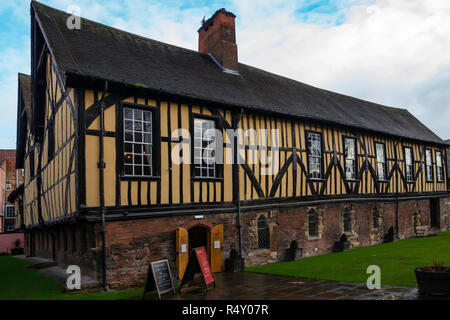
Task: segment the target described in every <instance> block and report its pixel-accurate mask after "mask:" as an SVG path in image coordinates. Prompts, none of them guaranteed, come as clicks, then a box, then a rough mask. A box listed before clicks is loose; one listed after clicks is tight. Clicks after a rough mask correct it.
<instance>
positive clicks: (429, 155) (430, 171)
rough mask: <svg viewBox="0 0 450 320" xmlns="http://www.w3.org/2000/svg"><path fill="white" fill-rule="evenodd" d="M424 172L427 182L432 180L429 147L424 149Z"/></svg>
mask: <svg viewBox="0 0 450 320" xmlns="http://www.w3.org/2000/svg"><path fill="white" fill-rule="evenodd" d="M425 174H426V176H427V182H433V180H434V174H433V153H432V152H431V149H425Z"/></svg>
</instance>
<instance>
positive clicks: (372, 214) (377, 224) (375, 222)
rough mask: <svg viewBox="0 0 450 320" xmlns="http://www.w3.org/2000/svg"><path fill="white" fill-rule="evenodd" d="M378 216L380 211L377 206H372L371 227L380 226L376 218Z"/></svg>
mask: <svg viewBox="0 0 450 320" xmlns="http://www.w3.org/2000/svg"><path fill="white" fill-rule="evenodd" d="M379 217H380V212H379V211H378V208H377V207H373V212H372V219H373V224H372V226H373V228H374V229H378V228H379V227H380V222H379V220H378V218H379Z"/></svg>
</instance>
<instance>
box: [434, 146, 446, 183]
mask: <svg viewBox="0 0 450 320" xmlns="http://www.w3.org/2000/svg"><path fill="white" fill-rule="evenodd" d="M438 155H439V157H438ZM435 156H436V179H437V181H438V182H444V169H443V167H442V152H441V151H439V150H437V151H436V155H435ZM438 159H439V160H438Z"/></svg>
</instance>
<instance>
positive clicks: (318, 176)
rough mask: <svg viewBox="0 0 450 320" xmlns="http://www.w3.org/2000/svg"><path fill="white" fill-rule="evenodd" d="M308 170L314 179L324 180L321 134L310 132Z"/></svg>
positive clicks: (308, 143)
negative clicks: (320, 134)
mask: <svg viewBox="0 0 450 320" xmlns="http://www.w3.org/2000/svg"><path fill="white" fill-rule="evenodd" d="M307 140H308V170H309V177H310V178H312V179H320V178H322V136H321V135H320V133H314V132H308V133H307Z"/></svg>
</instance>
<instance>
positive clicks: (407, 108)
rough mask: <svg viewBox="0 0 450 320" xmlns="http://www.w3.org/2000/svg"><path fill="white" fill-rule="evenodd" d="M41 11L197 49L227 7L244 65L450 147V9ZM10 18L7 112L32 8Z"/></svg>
mask: <svg viewBox="0 0 450 320" xmlns="http://www.w3.org/2000/svg"><path fill="white" fill-rule="evenodd" d="M25 2H26V3H27V2H28V1H25ZM42 2H44V3H45V4H48V5H50V6H54V7H56V8H58V9H61V10H66V9H67V8H68V7H69V6H70V5H72V4H76V5H78V6H80V8H81V15H82V16H84V17H86V18H89V19H92V20H95V21H99V22H102V23H105V24H108V25H111V26H113V27H116V28H119V29H123V30H126V31H129V32H133V33H136V34H139V35H142V36H145V37H149V38H152V39H156V40H159V41H163V42H167V43H170V44H174V45H178V46H182V47H185V48H189V49H193V50H196V49H197V41H198V38H197V29H198V27H199V26H200V21H201V19H202V18H203V16H206V18H208V17H209V16H211V15H212V14H213V13H214V12H215V10H217V9H219V8H222V7H225V8H226V9H228V10H230V11H232V12H234V13H235V14H236V16H237V18H236V23H237V41H238V51H239V59H240V61H241V62H243V63H246V64H249V65H252V66H255V67H258V68H261V69H264V70H267V71H270V72H274V73H277V74H280V75H283V76H287V77H290V78H293V79H296V80H298V81H301V82H304V83H308V84H311V85H314V86H318V87H321V88H324V89H328V90H332V91H336V92H340V93H344V94H348V95H351V96H355V97H358V98H361V99H366V100H370V101H374V102H377V103H381V104H385V105H390V106H394V107H400V108H407V109H408V110H409V111H410V112H411V113H413V114H414V115H415V116H416V117H417V118H418V119H419V120H420V121H422V122H423V123H424V124H425V125H426V126H428V127H429V128H430V129H431V130H433V131H434V132H435V133H436V134H438V135H439V136H441V137H442V138H445V139H448V138H450V126H449V123H450V114H449V112H450V111H449V110H450V108H449V103H450V102H449V101H450V99H449V98H450V90H449V89H448V88H449V83H450V55H449V54H448V53H449V52H450V19H448V17H449V16H450V1H448V0H341V1H339V0H319V1H318V0H291V1H281V0H247V1H243V0H228V1H220V0H219V1H217V0H215V1H205V0H202V1H192V0H187V1H186V0H185V1H175V0H166V1H146V0H134V1H131V0H124V1H118V0H117V1H116V0H108V1H107V0H97V1H92V0H78V1H73V0H49V1H45V0H42ZM10 3H13V4H10ZM5 12H11V13H12V14H11V15H12V16H13V17H21V18H20V19H18V20H17V21H19V22H18V23H20V24H21V25H22V24H26V23H28V25H23V26H22V27H23V28H22V29H21V30H22V31H20V32H21V33H20V36H19V37H16V36H15V37H14V38H13V37H12V36H9V35H10V33H11V30H8V29H7V27H8V26H7V25H5V24H0V28H1V29H0V39H8V41H3V42H2V41H0V44H1V47H0V58H3V57H10V56H13V55H14V56H15V57H16V58H14V59H9V60H6V61H8V62H4V61H5V60H3V59H1V60H0V90H1V92H2V95H3V97H4V98H3V107H2V108H3V110H5V109H6V110H8V112H9V111H11V113H15V108H16V99H17V91H15V89H14V87H15V86H16V83H17V79H16V77H17V72H18V71H24V72H27V70H28V66H27V65H29V35H28V33H27V32H29V8H28V4H26V5H23V4H22V2H21V5H17V3H15V2H11V1H5V2H4V3H3V2H2V4H1V5H0V18H1V17H3V15H4V14H5ZM23 17H25V18H26V19H25V18H23ZM23 30H25V31H23ZM7 36H9V37H10V38H7ZM10 39H13V40H10ZM24 39H25V40H24ZM5 44H8V45H9V49H10V50H9V51H8V50H7V48H8V47H6V45H5ZM11 50H15V51H11ZM25 66H27V67H25ZM436 115H439V116H437V117H436ZM13 117H15V114H14V116H11V117H10V116H8V120H3V119H1V120H0V127H1V128H5V127H6V128H10V127H12V123H15V121H12V118H13ZM11 121H12V122H11ZM2 130H3V131H0V134H2V136H1V138H0V147H14V146H15V142H13V141H12V140H11V141H10V140H9V139H10V138H9V137H13V136H15V129H13V130H11V131H8V134H7V135H8V138H6V135H5V134H3V132H6V130H7V129H2ZM8 130H9V129H8ZM11 132H12V134H11ZM11 139H12V138H11Z"/></svg>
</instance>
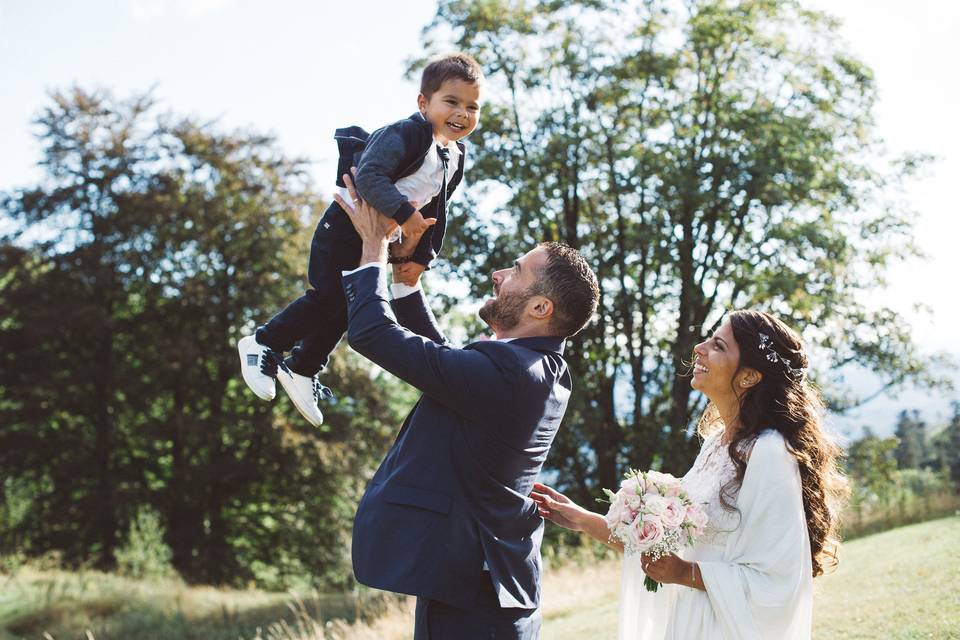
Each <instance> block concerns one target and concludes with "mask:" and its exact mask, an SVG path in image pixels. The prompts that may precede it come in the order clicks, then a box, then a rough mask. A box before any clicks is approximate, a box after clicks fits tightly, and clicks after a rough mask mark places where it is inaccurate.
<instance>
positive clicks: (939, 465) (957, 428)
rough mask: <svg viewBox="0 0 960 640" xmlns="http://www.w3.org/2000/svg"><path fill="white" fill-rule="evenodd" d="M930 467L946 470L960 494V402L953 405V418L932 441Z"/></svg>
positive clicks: (934, 434)
mask: <svg viewBox="0 0 960 640" xmlns="http://www.w3.org/2000/svg"><path fill="white" fill-rule="evenodd" d="M928 453H929V457H928V461H929V463H930V466H932V467H934V468H939V469H942V470H944V471H945V472H946V473H947V474H948V475H949V477H950V481H951V482H952V483H953V486H954V488H955V490H956V491H958V492H960V402H954V403H953V417H952V418H951V419H950V422H949V423H948V424H947V426H946V427H944V428H943V429H941V430H940V431H939V432H938V433H936V434H934V436H933V437H932V438H931V439H930V447H929V452H928Z"/></svg>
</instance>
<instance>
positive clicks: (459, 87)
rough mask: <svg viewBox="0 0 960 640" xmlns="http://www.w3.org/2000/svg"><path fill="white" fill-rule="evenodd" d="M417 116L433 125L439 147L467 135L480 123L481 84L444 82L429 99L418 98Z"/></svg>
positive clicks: (434, 131) (468, 134)
mask: <svg viewBox="0 0 960 640" xmlns="http://www.w3.org/2000/svg"><path fill="white" fill-rule="evenodd" d="M417 106H419V107H420V113H422V114H423V117H424V118H426V119H427V122H429V123H430V124H431V125H433V135H434V137H435V138H436V139H437V141H438V142H440V144H447V143H448V142H450V141H452V140H459V139H460V138H463V137H466V136H468V135H470V133H471V132H472V131H473V130H474V129H476V128H477V123H478V122H479V121H480V85H479V84H477V83H475V82H466V81H464V80H461V79H460V78H452V79H450V80H445V81H444V82H443V84H441V85H440V88H439V89H437V90H436V91H434V92H433V94H432V95H431V96H430V98H429V99H427V98H426V97H425V96H424V95H423V94H422V93H421V94H420V95H419V96H418V97H417Z"/></svg>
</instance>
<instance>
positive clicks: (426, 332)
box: [390, 289, 447, 344]
mask: <svg viewBox="0 0 960 640" xmlns="http://www.w3.org/2000/svg"><path fill="white" fill-rule="evenodd" d="M390 307H391V308H392V309H393V313H394V315H395V316H396V318H397V322H399V323H400V325H401V326H402V327H405V328H407V329H409V330H410V331H412V332H414V333H416V334H417V335H420V336H423V337H424V338H426V339H428V340H432V341H434V342H436V343H437V344H447V338H446V336H444V335H443V333H442V332H441V331H440V326H439V325H438V324H437V319H436V317H435V316H434V315H433V311H431V309H430V306H429V305H428V304H427V300H426V298H425V297H424V295H423V290H422V289H421V290H417V291H415V292H413V293H411V294H409V295H406V296H403V297H402V298H394V299H393V301H391V302H390Z"/></svg>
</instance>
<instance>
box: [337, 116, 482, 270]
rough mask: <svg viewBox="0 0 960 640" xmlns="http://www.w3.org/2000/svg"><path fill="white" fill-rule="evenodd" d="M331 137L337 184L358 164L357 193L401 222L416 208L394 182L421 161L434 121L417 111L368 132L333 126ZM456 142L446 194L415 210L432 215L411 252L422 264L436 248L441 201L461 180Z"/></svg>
mask: <svg viewBox="0 0 960 640" xmlns="http://www.w3.org/2000/svg"><path fill="white" fill-rule="evenodd" d="M334 138H335V139H336V141H337V146H338V148H339V150H340V161H339V163H338V166H337V186H340V187H343V186H345V185H344V182H343V175H344V174H346V173H349V172H350V167H357V175H356V177H355V178H354V183H355V184H356V187H357V193H358V194H359V195H360V197H361V198H363V199H364V200H366V201H367V202H369V203H370V204H371V205H372V206H373V208H374V209H376V210H377V211H379V212H380V213H382V214H384V215H386V216H389V217H391V218H393V219H394V220H395V221H396V223H397V224H403V223H404V222H406V221H407V219H408V218H409V217H410V216H411V215H413V212H414V211H416V209H414V208H413V206H412V205H411V204H410V203H409V202H408V201H407V198H406V196H404V195H403V194H402V193H400V191H399V190H398V189H397V187H396V185H395V184H394V183H395V182H396V181H397V180H399V179H400V178H404V177H406V176H409V175H411V174H413V173H414V172H416V170H417V169H419V168H420V166H421V165H422V164H423V159H424V158H425V157H426V155H427V152H428V151H429V150H430V146H431V145H434V144H436V142H434V139H433V126H432V125H431V124H430V123H429V122H427V120H426V119H425V118H424V117H423V116H422V115H421V114H420V113H419V112H418V113H414V114H413V115H412V116H410V117H409V118H406V119H404V120H398V121H397V122H394V123H393V124H389V125H387V126H385V127H383V128H381V129H377V130H376V131H374V132H373V133H367V132H366V131H364V130H363V129H361V128H360V127H356V126H353V127H345V128H343V129H337V131H336V133H335V134H334ZM457 147H458V148H459V149H460V161H459V163H458V165H457V167H456V169H455V170H454V171H452V172H450V170H449V169H448V174H447V190H446V193H445V194H443V193H441V194H438V195H437V197H435V198H434V199H433V200H431V201H430V203H429V204H428V205H426V206H425V207H422V208H421V209H420V214H421V215H422V216H423V217H424V218H436V219H437V222H436V224H435V225H433V227H431V228H430V229H429V230H428V231H427V232H426V233H424V234H423V237H422V238H421V239H420V242H419V244H418V245H417V249H416V251H414V254H413V258H414V260H415V261H416V262H419V263H420V264H422V265H424V266H427V265H429V264H430V262H431V261H432V260H433V259H434V258H436V257H437V255H438V254H439V253H440V248H441V247H442V246H443V235H444V232H445V231H446V226H447V216H446V213H447V212H446V203H447V201H448V200H449V199H450V196H451V195H452V194H453V192H454V191H455V190H456V188H457V185H459V184H460V181H461V180H462V179H463V166H464V160H465V158H466V155H467V154H466V147H464V145H463V143H461V142H459V141H457ZM451 168H452V167H451Z"/></svg>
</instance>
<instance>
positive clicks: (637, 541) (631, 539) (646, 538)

———

__ACTIVITY__
Count how many lines of the entries contain the word "then", and respond with that count only.

__FINISHED EXERCISE__
2